ENUNCIADO DA TAREFA ▸ Transcreva fielmente a passagem do trecho sobre dismorfia corporal que começa em "Nos consultórios, tem" e termina em "grave doença psiquiátrica.".

TRECHO ▸
-=-=-=-=-

Nos consultórios, tem sido comum o relato de pacientes que admitem continuar usando máscara porque não gostam do nariz, da boca ou de alguma marca no rosto. O que inicialmente poderia ser confundido com excesso de vaidade pode, na verdade, esconder uma grave doença psiquiátrica.
O descontentamento exagerado com o corpo, ou uma parte dele, é uma das características dessa doença diagnosticada com bastante frequência nos consultórios de cirurgiões plásticos e dermatologistas: o transtorno dismórfico corporal (TDC) ou dismorfia corporal. O indivíduo tem preocupações decorrentes de defeitos mínimos ou inexistentes na aparência. Pacientes com TDC têm medo de terem seus “defeitos” notados, sentem vergonha e desconforto ao se exporem fisicamente, têm pensamentos de desilusão e em alguns casos desenvolvem rituais compulsivos, como busca constante por tratamentos cosméticos e até intervenções cirúrgicas na tentativa de resolver o problema. Por isto muitos casos são diagnosticados na consulta ao cirurgião plástico. Eles buscam na cirurgia plástica e nos procedimentos estéticos a solução para imperfeições que muitas vezes não existem. Quando o cirurgião plástico se depara com situações como esta, o paciente recebe toda uma orientação que pode incluir indicação de tratamento com psicólogos ou psiquiatras.
Os indivíduos com TDC apresentam alguns traços de compulsão. Dão importância exagerada a pequenos defeitos que são imperceptíveis para outras pessoas. O culto exagerado à beleza e a idealização de padrões, bastante comum nas redes sociais atualmente, podem contribuir com o desenvolvimento e manutenção da doença, comum principalmente na infância e na adolescência.

-=-=-=-=-

DADOS DE ORIGEM ▸

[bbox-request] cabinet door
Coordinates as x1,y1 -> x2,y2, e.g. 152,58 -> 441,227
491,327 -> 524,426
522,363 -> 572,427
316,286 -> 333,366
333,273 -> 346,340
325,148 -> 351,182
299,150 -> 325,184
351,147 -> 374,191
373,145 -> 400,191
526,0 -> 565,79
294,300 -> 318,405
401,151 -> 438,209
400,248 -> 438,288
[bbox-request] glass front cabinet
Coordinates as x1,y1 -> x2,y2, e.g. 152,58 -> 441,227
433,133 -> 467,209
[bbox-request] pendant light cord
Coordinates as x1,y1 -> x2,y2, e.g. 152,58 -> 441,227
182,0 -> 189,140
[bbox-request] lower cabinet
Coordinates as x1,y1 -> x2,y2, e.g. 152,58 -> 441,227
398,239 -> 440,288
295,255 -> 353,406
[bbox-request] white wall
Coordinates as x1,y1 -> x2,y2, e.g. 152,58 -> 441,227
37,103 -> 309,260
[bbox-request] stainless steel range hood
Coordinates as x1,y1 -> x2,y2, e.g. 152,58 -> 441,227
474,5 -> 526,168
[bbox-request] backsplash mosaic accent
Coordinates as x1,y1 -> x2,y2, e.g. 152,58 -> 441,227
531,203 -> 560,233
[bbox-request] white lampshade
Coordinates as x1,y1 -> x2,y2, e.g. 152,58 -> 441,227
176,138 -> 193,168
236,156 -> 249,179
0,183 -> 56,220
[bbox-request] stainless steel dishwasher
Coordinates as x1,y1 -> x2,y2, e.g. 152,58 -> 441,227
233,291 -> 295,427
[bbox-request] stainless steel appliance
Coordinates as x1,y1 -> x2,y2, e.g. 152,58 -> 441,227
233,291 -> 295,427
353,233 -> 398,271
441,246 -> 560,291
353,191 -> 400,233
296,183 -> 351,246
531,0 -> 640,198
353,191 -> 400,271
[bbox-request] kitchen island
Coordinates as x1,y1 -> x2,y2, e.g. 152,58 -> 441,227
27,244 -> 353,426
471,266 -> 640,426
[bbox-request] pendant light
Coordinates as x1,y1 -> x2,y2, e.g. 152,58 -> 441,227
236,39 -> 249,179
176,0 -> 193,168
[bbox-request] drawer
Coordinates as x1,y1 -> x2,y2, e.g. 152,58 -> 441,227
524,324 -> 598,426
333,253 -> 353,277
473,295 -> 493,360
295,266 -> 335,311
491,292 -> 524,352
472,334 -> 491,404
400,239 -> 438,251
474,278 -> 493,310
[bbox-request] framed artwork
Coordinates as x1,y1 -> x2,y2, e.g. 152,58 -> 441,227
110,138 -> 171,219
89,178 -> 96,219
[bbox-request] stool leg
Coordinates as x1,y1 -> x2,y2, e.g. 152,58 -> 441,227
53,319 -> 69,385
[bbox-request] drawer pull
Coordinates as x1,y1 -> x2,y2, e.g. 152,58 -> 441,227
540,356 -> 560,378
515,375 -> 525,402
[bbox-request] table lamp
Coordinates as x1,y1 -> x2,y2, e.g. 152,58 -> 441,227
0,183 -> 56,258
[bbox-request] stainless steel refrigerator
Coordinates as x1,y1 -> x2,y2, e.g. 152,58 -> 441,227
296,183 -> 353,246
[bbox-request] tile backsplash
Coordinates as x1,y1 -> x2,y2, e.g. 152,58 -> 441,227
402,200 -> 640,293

-=-=-=-=-

SOLUÇÃO ▸
Nos consultórios, tem sido comum o relato de pacientes que admitem continuar usando máscara porque não gostam do nariz, da boca ou de alguma marca no rosto. O que inicialmente poderia ser confundido com excesso de vaidade pode, na verdade, esconder uma grave doença psiquiátrica.